### Excerpted text
Review: Maria Tumarkinon Roz Chast

Bold capitals, squiggly underline!! Can’t We Talk About Something More Pleasant?

Roz Chast’s Can’t We Talk About Something More Pleasant? is a graphic memoir about a time in her parents’ lives when, having both turned 90, they were:

slowly leaving the sphere of TV commercial old age –
•     Spry!
•     Totally Independent!!
•     Just Like A Normal Adult, But With SILVER HAIR!!!
– and moving into the part of old age that was scarier, harder to talk about, and not a part of this culture.

It concerns, in other words, a time when ‘SOMETHING WAS COMING DOWN THE PIKE’.

The book is brilliant – here’s evidence: I bought it for a good friend but never gave it to him, getting him instead, in haste, at the San Francisco International Airport bookstore, Laurent Binet’s HHhH (2012). Chast’s book, I decided, was TOO GOOD for my good friend. (That’s me dreaming up the text part of a Chast-like comic panel to go with my claim for the book’s superior quality. The story, Chast-like again, is true.)

Now, I am not going to parade in front of you the many examples of graphic memoirs, which by now are legion, dealing with the loss of a parent, or with the way we get made and unmade by tragedy, memory and family, to show you I know my stuff. I don’t know my stuff that much. I know, only up to a point, my Spiegelmans, Gaimans and Bechdels. Chris Ware and David Small I am familiar with. But I am a mere toe-dipper, not an aficionado, which is to say I stumbled onto Chast’s book (actually my partner reminds me he showed it to me) in a bookshop, rather than waiting for it and crossing days off the calendar with a black texta. I had liked Chast’s New Yorker cartoons. This book is on a different plane.


Chast’s parents were much older than other kids’ parents, more a grandparental look and feel. They were born ten days apart in 1912, and grew up two blocks apart in East Harlem, attending the same fifth-grade class and only ever dating each other. ‘Aside from WWII, work, illness and going to the bathroom, they did everything together.’ Elizabeth washed George’s hair. Roz was their only child. For all of her life, her parents lived in the same apartment in Brooklyn. Not the Brooklyn of artists, writers and hipsters: ‘This was DEEP Brooklyn, the Brooklyn of people who have been left behind by everything and everyone.’

Chast not only capitalises DEEP, she underlines it as well, which is significant, worth talking about. And we will talk about it, soon, and about quotation marks, exclamation marks, straight and curly underlines, asterixes, annotations and all the soaring work Chast gets each of them to do for her. For now, to avoid unnecessary confusion (necessary confusion is an altogether different deal), you should know that my quotation marks are single when I am quoting Chast and deliberately double when I am reproducing Chast’s own double quotation marks, a form of punctuation Chast uses frequently and pointedly.

### Questions on the material
1. Reproduce, word for word, the part of the Roz Chast review that opens with the words containing "slowly leaving the" and closes with "again, is true.)".
2. Carry on the Roz Chast review, starting from the point where it stops.

### Source data

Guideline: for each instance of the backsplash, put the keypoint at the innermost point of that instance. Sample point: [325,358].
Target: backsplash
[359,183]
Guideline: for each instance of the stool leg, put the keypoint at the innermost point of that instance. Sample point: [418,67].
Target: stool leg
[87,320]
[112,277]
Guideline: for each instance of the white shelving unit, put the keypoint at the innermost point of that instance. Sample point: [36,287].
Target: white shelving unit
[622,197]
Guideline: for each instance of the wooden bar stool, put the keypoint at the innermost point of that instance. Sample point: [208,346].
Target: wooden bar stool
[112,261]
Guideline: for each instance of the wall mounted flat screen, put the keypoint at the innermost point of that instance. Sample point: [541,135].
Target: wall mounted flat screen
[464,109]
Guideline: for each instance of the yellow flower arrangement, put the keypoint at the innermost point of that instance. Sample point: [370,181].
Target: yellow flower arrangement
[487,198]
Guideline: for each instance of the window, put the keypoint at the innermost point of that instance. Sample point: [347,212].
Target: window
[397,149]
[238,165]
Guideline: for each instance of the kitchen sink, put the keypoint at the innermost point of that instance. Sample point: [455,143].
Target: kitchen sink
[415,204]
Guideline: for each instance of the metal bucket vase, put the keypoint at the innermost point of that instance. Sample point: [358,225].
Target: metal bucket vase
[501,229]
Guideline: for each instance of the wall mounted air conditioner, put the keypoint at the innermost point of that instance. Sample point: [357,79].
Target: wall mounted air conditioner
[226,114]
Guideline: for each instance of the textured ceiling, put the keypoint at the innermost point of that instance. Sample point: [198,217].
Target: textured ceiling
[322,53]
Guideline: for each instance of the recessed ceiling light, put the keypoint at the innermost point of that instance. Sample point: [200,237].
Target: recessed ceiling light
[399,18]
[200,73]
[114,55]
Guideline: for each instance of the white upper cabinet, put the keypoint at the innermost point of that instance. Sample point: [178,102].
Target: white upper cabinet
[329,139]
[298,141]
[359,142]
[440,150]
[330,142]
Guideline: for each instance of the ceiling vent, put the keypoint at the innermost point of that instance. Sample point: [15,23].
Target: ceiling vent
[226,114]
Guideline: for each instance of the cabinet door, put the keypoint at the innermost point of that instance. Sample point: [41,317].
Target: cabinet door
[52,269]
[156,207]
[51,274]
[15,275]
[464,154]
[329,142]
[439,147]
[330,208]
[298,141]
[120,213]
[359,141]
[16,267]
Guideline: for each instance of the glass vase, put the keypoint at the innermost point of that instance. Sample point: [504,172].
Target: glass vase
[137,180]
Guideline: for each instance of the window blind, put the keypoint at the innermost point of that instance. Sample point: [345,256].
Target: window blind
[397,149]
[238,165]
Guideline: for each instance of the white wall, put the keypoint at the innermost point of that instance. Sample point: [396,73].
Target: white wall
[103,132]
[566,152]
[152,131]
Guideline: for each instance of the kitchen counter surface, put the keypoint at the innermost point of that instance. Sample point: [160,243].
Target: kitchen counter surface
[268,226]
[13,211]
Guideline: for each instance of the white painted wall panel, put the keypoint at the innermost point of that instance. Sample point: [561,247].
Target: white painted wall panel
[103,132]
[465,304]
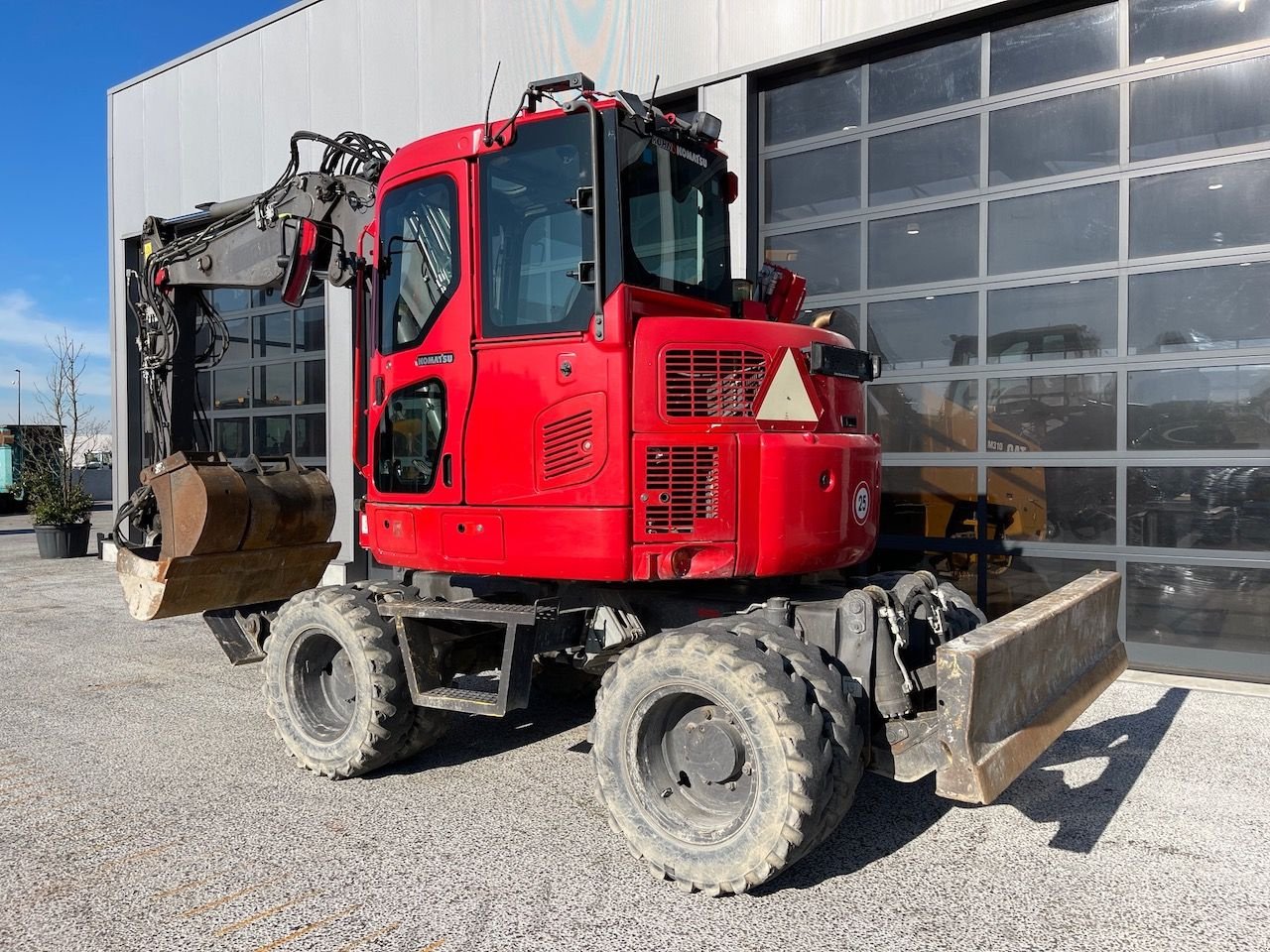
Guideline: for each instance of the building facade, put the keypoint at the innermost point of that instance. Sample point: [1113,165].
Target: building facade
[1052,221]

### Answers in order
1.
slowly leaving the sphere of TV commercial old age –
•     Spry!
•     Totally Independent!!
•     Just Like A Normal Adult, But With SILVER HAIR!!!
– and moving into the part of old age that was scarier, harder to talk about, and not a part of this culture.

It concerns, in other words, a time when ‘SOMETHING WAS COMING DOWN THE PIKE’.

The book is brilliant – here’s evidence: I bought it for a good friend but never gave it to him, getting him instead, in haste, at the San Francisco International Airport bookstore, Laurent Binet’s HHhH (2012). Chast’s book, I decided, was TOO GOOD for my good friend. (That’s me dreaming up the text part of a Chast-like comic panel to go with my claim for the book’s superior quality. The story, Chast-like again, is true.)

2.
She hated her childhood, hated Brooklyn. Sixteen years old and getting ready to leave for college, she was not the only one relieved. Her parents ‘had their own thing going’ and that thing worked much better without their daughter as a third wheel. Chast tells us this early in the book. Her parents referred to each other, without any irony, as “soul mates”.

Elizabeth: The rocks in his head match the holes in mine!
George: Ditto!

Elsewhere:

Elizabeth: “Codependent”? Of course we’re codependent!
George: Thank GOD!!!

George taught high-school French and Spanish. He also spoke Italian and Yiddish (they were Jewish), loved words and their origins, and stuffed his extensively annotated dictionaries with “relevant” clippings from newspapers and magazines. His neuroticism – he did not drive, swim, ride a bike or change lightbulbs, and refused to consider eating raw apples – did not make him a deadbeat father. Roz and George watched television shows together, played card games, discussed the Beatles, took walks to get a malted shake or a grilled cheese at a local store, and generally kept each other company. He was kind, loving, sensitive. Thin-skinned, too – like his daughter.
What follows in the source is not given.